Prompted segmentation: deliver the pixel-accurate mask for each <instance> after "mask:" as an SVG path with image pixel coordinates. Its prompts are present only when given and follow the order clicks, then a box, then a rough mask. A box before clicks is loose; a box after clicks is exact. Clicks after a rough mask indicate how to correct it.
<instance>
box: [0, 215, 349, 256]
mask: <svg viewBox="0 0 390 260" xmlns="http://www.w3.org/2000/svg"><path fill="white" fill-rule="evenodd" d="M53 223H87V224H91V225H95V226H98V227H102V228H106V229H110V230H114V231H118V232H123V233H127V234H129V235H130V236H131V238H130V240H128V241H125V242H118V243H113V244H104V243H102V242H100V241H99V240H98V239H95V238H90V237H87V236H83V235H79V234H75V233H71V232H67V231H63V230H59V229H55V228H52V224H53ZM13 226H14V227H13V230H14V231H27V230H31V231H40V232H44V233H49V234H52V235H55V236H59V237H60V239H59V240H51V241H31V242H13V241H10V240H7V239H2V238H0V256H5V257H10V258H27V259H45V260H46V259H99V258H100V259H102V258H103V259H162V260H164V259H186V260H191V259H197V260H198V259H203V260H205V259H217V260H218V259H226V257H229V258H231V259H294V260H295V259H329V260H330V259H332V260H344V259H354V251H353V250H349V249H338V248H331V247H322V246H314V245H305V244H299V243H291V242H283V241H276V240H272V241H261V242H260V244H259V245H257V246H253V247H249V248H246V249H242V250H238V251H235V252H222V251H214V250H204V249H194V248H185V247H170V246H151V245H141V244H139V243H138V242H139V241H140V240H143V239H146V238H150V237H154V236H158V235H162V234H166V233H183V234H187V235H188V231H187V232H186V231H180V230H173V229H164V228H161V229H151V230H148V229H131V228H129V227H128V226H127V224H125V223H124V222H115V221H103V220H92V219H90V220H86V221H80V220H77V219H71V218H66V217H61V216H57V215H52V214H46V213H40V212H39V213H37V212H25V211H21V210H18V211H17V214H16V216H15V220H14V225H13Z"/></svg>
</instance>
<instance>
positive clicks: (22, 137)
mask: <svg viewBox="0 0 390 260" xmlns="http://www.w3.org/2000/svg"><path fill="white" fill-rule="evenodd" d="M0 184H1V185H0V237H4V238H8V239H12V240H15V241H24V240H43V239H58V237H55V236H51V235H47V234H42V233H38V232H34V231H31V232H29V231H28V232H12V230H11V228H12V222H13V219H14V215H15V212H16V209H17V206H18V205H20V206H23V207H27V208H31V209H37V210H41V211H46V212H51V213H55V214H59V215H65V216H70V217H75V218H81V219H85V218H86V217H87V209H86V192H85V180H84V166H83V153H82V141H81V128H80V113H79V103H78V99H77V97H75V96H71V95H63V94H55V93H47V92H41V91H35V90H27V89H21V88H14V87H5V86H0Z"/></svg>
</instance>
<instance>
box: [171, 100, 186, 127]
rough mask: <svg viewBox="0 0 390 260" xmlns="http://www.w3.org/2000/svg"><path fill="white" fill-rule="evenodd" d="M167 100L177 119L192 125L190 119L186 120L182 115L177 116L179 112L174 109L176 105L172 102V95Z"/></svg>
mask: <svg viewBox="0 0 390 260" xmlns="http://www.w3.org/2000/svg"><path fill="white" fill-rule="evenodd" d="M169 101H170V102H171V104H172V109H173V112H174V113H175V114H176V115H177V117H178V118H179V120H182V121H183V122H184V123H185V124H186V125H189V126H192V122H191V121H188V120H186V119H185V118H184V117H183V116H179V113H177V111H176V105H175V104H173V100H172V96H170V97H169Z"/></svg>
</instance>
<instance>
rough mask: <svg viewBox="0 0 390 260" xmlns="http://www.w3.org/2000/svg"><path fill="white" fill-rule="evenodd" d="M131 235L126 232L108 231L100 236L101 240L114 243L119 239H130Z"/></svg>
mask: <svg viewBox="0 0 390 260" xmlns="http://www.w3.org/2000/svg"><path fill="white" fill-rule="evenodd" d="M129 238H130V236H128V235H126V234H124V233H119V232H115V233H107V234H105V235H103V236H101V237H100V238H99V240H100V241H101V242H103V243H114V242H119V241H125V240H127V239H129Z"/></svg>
===============
> **INSTRUCTIONS FOR THE TASK**: Return every line of the rows above that contains the string "rough", matching case exactly.

> **TASK SOLUTION**:
Prompted segmentation: deliver the pixel-accurate mask for each <instance> after "mask:" as an SVG path with image pixel coordinates. Its prompts are present only when given and follow the order clicks, then a box, then a rough mask. A box before clicks is loose; a box after clicks is exact. Clicks after a rough mask indicate how to correct it.
rough mask: <svg viewBox="0 0 390 260" xmlns="http://www.w3.org/2000/svg"><path fill="white" fill-rule="evenodd" d="M167 100L177 119L192 125L190 119L186 120L182 115L177 116L179 112L174 109L176 105L172 102V95Z"/></svg>
rough mask: <svg viewBox="0 0 390 260" xmlns="http://www.w3.org/2000/svg"><path fill="white" fill-rule="evenodd" d="M131 235L126 232L108 231L100 236L101 240L114 243L119 239H130Z"/></svg>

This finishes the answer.